Lines of data:
........
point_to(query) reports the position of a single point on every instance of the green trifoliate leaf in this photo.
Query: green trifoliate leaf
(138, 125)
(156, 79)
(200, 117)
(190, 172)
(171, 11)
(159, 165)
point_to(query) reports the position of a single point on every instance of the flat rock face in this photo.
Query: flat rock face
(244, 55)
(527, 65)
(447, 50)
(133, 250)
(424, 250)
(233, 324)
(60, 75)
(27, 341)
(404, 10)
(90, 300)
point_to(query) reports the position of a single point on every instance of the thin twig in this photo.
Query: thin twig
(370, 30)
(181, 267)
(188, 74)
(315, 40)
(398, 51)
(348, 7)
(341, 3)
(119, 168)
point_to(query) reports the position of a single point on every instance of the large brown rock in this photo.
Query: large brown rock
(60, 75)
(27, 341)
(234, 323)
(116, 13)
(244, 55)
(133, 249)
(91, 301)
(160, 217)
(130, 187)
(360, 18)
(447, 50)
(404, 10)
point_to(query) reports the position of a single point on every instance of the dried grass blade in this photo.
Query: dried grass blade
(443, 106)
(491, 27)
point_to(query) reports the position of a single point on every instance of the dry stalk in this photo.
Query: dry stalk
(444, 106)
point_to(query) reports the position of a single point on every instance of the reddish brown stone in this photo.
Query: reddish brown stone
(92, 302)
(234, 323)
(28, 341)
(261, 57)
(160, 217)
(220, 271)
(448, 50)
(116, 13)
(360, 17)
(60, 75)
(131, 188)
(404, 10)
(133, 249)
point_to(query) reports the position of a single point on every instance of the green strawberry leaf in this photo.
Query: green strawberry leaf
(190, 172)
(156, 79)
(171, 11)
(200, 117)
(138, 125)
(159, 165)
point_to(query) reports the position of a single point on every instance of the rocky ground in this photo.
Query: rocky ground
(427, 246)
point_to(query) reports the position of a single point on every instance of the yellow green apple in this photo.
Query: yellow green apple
........
Exercise goal
Copy out all of the rows above, substituting "returns" for every occurrence of "reports" and leaving everything else unchanged.

Reply to the task
point_to(query) returns the position of a single point on every instance of the green trifoliate leaf in this photo.
Query: green trifoliate leaf
(138, 125)
(156, 79)
(200, 117)
(190, 172)
(171, 11)
(159, 165)
point_to(query) returns the position of a single point on every instance of the flat rock face in this photo.
Query: flat rock face
(244, 55)
(527, 65)
(447, 50)
(133, 250)
(424, 250)
(233, 324)
(60, 75)
(27, 341)
(404, 10)
(90, 300)
point_to(query) returns the position of a single point on every instance of the thin twig in this photo.
Query: thin twig
(370, 30)
(181, 267)
(188, 74)
(315, 40)
(398, 51)
(348, 7)
(341, 3)
(119, 168)
point_to(query) returns the position of a single point on every instance of the large brown rock in this photo.
Query: large brown rock
(60, 75)
(27, 341)
(234, 323)
(116, 13)
(244, 55)
(133, 249)
(91, 301)
(160, 217)
(130, 187)
(360, 18)
(447, 50)
(404, 10)
point_to(query) returns the position of a single point on every instance of the dried grass blade in this photo.
Query: dried grass blade
(443, 106)
(491, 27)
point_to(query) returns the position of a single point on every instance of the dry stalk in this photo.
Query: dry stalk
(444, 106)
point_to(query) returns the position of a single point on every instance of the reddish brown stone in this photo.
Query: reddish brown stone
(92, 302)
(234, 323)
(28, 341)
(261, 57)
(160, 217)
(220, 271)
(448, 50)
(116, 13)
(360, 17)
(60, 75)
(131, 188)
(404, 10)
(133, 249)
point_to(query) returns the position of a single point on every instance of the green strawberry leaf in this photo.
Query: green strawberry leaf
(190, 172)
(156, 79)
(171, 11)
(200, 117)
(138, 125)
(159, 165)
point_to(query) returns the position of a single point on every instance of the rocky ground in this photo.
Query: rocky ground
(427, 246)
point_to(query) returns the position of a single point on every instance of the yellow green apple in this photo.
Query: yellow green apple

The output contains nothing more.